▸ **ACTIONS TO TAKE**
• 1. In the article on Salt Lake County office leasing, during which months did leasing and sales activity see an uncharacteristic surge?
• 2. Carry on the article about summer office leasing in Salt Lake County, starting right after its final sentence.

▸ **EXTRACT**
* * * * * * *

This is an archived article that was published on sltrib.com in 2015, and information in the article may be outdated. It is provided only for personal research purposes and may not be reprinted.

Summer typically brings a seasonal slowdown in the business of finding and renting office space.

But not summer 2015 in Salt Lake County, according to a new report from Cushman & Wakefield | Commerce.

The Salt Lake City-based real-estate firm notes that office leasing and sales activity in Utah's most populous county saw an uncharacteristic surge through July, August and September.

Utah's humming economy, business-friendly demographics and a spate of new transit-oriented developments are big drivers in that demand, analysts said.

Instead of taking it easy, office tenants seeking to expand seemed to shop the market with a new sense of urgency during the summer, according to Mike Richmond, executive director at Cushman & Wakefield|Commerce.

* * * * * * *

▸ **RECORD SET**
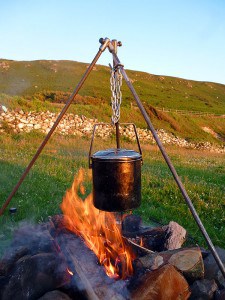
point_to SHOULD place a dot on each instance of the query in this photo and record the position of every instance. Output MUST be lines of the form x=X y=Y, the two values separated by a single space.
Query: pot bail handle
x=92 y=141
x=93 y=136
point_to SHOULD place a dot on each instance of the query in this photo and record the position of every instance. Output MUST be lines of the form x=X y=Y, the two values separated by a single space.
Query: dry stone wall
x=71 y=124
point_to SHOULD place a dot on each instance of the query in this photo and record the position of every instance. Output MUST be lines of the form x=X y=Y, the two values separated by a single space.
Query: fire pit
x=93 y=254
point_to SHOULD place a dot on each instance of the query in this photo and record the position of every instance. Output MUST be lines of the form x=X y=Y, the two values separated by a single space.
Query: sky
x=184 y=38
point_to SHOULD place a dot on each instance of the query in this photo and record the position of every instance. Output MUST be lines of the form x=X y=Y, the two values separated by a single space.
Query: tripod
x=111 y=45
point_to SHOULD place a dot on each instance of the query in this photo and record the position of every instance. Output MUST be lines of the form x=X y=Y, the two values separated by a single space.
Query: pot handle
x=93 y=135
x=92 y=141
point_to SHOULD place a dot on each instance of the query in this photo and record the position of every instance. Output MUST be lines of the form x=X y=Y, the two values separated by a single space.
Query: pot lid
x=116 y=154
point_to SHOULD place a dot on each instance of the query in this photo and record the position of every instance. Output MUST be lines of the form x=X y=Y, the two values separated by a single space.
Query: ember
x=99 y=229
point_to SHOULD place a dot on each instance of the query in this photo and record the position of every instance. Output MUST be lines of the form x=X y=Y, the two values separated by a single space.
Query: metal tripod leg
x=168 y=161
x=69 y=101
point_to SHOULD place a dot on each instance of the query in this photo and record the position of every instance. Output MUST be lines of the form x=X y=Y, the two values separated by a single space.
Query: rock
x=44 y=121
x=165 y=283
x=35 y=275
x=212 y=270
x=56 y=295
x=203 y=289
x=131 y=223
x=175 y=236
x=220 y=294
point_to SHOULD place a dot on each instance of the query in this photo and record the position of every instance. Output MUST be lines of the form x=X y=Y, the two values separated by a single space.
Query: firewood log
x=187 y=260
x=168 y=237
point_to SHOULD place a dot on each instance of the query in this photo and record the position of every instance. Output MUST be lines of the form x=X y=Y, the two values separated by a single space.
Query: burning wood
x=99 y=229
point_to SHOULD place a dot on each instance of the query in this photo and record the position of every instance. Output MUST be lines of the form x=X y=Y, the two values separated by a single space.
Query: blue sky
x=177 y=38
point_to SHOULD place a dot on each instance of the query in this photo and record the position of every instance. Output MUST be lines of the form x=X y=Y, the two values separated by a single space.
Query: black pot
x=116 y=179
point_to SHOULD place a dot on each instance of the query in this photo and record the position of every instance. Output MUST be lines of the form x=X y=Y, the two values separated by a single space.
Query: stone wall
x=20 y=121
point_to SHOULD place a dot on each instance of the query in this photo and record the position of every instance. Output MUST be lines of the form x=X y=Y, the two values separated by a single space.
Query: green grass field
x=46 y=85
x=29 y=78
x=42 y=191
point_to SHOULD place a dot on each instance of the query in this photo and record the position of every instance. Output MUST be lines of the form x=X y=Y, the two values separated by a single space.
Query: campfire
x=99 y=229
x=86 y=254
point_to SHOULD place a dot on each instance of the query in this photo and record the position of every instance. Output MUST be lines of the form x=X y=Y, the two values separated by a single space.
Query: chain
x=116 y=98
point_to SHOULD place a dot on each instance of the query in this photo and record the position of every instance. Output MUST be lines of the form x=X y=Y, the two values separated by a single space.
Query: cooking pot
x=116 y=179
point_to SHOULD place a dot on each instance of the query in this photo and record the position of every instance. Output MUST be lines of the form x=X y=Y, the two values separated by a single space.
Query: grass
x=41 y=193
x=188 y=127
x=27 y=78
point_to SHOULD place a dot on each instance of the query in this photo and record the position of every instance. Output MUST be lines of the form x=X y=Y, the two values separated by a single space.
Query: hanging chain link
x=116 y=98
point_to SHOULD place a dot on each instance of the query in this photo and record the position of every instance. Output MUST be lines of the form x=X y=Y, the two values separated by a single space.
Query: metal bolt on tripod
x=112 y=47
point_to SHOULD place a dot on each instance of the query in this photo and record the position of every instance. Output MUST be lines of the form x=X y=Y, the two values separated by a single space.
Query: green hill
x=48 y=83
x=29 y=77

* * * * * * *

▸ **RESPONSES PER TASK**
• 1. July, August and September.

• 2.
"Folks knew that if they waited," Richmond said, "the space they were interested in would be leased by somebody else."

Office vacancy rates are hovering at about 10.1 percent.

Also telling: Demand is coming in large chunks, Richmond said, with some tenants seeking large square footages of additional office space.

Heightened demand and limited office-space inventories are likely to keep activity high through year's end, according to the report. That's true, even with nearly 1,763,922 square feet of new office space currently under construction across the county.

While the bump in market activity shows up countywide, the firm's market snapshot singled out Fort Union as "one of the most competitive geographic areas in the Salt Lake valley."

Transit-oriented development projects, or TODs, are adding more fuel to the trend, judging from recent deals.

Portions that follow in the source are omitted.